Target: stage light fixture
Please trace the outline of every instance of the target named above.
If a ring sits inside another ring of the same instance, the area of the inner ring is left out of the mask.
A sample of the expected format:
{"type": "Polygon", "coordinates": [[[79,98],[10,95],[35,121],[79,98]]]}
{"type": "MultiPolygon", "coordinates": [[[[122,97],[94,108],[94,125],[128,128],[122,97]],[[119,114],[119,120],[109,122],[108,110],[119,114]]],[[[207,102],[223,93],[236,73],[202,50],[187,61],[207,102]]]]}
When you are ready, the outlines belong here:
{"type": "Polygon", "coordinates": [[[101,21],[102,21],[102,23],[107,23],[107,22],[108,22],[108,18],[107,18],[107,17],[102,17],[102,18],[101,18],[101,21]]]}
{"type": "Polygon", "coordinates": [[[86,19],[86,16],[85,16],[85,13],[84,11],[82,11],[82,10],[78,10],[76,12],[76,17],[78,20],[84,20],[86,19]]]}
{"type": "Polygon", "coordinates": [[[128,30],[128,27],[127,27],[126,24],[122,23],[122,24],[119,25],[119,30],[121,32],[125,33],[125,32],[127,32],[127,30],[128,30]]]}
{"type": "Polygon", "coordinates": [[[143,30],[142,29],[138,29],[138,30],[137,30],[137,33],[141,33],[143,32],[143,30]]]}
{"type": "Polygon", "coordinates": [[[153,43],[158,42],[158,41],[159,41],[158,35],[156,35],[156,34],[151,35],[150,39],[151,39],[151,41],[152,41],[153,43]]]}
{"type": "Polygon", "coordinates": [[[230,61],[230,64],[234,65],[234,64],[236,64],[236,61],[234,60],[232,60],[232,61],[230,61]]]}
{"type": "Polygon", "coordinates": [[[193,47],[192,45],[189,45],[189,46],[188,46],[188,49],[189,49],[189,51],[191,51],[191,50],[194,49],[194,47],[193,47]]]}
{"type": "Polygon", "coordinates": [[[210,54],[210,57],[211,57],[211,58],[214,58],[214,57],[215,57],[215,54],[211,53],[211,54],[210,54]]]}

WHAT THE TASK ASKS:
Reproduce the records above with "instance" swapped for "occurrence" throughout, leaving everything else unchanged.

EXERCISE OUTPUT:
Target: stage light fixture
Please trace the outline of every occurrence of the target named above.
If a ring sits inside another ring of the same occurrence, the area of the inner ring is left out of the mask.
A sample of the expected format:
{"type": "Polygon", "coordinates": [[[79,98],[10,95],[35,121],[79,98]]]}
{"type": "MultiPolygon", "coordinates": [[[[122,97],[94,108],[94,125],[128,128],[122,97]],[[119,114],[119,120],[109,122],[108,110],[119,114]]],[[[207,102],[223,93],[236,73],[202,50],[187,61],[207,102]]]]}
When you are ready, the outlines belong here:
{"type": "Polygon", "coordinates": [[[101,21],[102,21],[102,23],[107,23],[107,22],[108,22],[108,18],[107,18],[107,17],[102,17],[102,18],[101,18],[101,21]]]}
{"type": "Polygon", "coordinates": [[[86,19],[86,16],[85,16],[85,13],[84,11],[82,11],[82,10],[78,10],[76,12],[76,17],[78,20],[84,20],[86,19]]]}
{"type": "Polygon", "coordinates": [[[128,30],[128,27],[127,27],[126,24],[122,23],[122,24],[119,25],[119,30],[121,32],[125,33],[125,32],[127,32],[127,30],[128,30]]]}
{"type": "Polygon", "coordinates": [[[143,30],[142,29],[138,29],[138,30],[137,30],[137,33],[141,33],[143,32],[143,30]]]}
{"type": "Polygon", "coordinates": [[[153,43],[158,42],[158,41],[159,41],[158,35],[156,35],[156,34],[151,35],[150,39],[151,39],[151,41],[152,41],[153,43]]]}
{"type": "Polygon", "coordinates": [[[230,61],[230,64],[234,65],[234,64],[236,64],[236,61],[234,60],[232,60],[232,61],[230,61]]]}
{"type": "Polygon", "coordinates": [[[193,47],[192,45],[189,45],[189,46],[188,46],[188,49],[189,49],[189,51],[191,51],[191,50],[194,49],[194,47],[193,47]]]}
{"type": "Polygon", "coordinates": [[[210,54],[210,57],[211,57],[211,58],[214,58],[214,57],[215,57],[215,54],[211,53],[211,54],[210,54]]]}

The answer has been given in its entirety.